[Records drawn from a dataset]
————————

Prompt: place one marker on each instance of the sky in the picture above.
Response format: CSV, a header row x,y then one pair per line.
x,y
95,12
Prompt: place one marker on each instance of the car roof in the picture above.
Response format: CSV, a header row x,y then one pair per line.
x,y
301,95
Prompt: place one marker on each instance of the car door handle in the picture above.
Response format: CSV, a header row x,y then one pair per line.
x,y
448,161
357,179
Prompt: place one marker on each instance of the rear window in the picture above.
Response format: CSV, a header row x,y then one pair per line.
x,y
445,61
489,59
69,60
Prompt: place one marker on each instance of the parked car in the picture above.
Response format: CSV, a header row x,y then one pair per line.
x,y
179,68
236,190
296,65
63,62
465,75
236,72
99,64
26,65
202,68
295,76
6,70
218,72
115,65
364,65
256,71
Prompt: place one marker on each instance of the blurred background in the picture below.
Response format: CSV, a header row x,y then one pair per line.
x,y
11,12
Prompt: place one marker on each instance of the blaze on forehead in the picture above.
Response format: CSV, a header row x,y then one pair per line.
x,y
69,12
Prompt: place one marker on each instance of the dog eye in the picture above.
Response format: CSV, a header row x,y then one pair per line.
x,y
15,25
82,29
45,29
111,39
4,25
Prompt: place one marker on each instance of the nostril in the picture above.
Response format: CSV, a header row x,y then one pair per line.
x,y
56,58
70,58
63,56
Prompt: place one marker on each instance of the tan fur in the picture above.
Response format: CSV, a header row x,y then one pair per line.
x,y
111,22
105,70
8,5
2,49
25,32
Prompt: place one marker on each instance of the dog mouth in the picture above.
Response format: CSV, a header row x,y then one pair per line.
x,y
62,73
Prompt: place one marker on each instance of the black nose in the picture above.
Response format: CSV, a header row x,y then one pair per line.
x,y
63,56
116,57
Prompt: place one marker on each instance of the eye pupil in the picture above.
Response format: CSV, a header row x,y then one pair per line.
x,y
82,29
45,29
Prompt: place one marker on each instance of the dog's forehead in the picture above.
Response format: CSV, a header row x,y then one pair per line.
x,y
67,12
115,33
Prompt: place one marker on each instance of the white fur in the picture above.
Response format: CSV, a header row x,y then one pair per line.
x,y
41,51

————————

# Required action
An exact copy of every record is needed, so retype them all.

# Result below
Prompt: place one marker on each instance of the sky in the picture above.
Response format: CSV, a header row x,y then one pair per line.
x,y
95,12
Prompt: place one marker on each instance of the car roof in the picture above.
Response format: CSV, a header row x,y then one pair per line.
x,y
301,95
Prompt: place one marker on each instance of the car door handle in the picture above.
Response format: CSV, a header row x,y then one pair per line.
x,y
448,161
357,179
Prompt: place one marker on each instance of the rear window in the picture above.
Response format: CSV, a header row x,y then one pair per line.
x,y
445,61
489,59
69,60
Prompt: place one marker on each instance of the parked car in the picture above.
Response format: CSV, a header row x,y then one pair per line.
x,y
179,68
236,190
296,65
63,62
465,75
236,72
99,64
26,65
202,68
295,76
6,70
218,72
115,65
364,65
256,71
Prompt: place one marker on each instance of the blurred background in the picture below.
Response format: CSV, a header row x,y then one pair per line.
x,y
11,12
Prompt: place one marker on each instance of the blaze on forehead in the picture above.
Response format: CSV, a header row x,y then one pair per line.
x,y
69,12
Prompt: place one marker on each instance of the dog eye in the picture above.
Response format: CSV, a header row x,y then one pair per line.
x,y
15,25
82,29
45,29
111,39
4,25
Prompt: place one marker on each instance of the nostril in the picture above.
Response format: CSV, a header row x,y then one pair per line.
x,y
56,58
70,58
63,56
Prompt: place one marker on each instance of the tan fur in the picture above.
Response format: CSV, a header row x,y then one pair per line.
x,y
111,22
105,70
8,5
2,49
25,32
Prompt: place one marker on each instance of the dog mouth in the picture above.
Response format: CSV, a header row x,y then one pair per line.
x,y
62,73
Prompt: place one marker on each instance of the black nose in the picture above.
Response format: CSV, a header row x,y then one pair per line.
x,y
63,56
116,57
Prompt: place one marker on each instance of the eye pupil in the picture above.
Response format: CSV, a header row x,y then one pair per line.
x,y
82,29
45,29
Prompt: place one marker on each instance of the dog's forehead in the picture above.
Response format: CSV, a header row x,y then one pair per line.
x,y
67,12
115,33
Prompt: place one marker on each instance of the white fur in the picture above.
Response format: CSV, a header row x,y then one pair per line.
x,y
41,51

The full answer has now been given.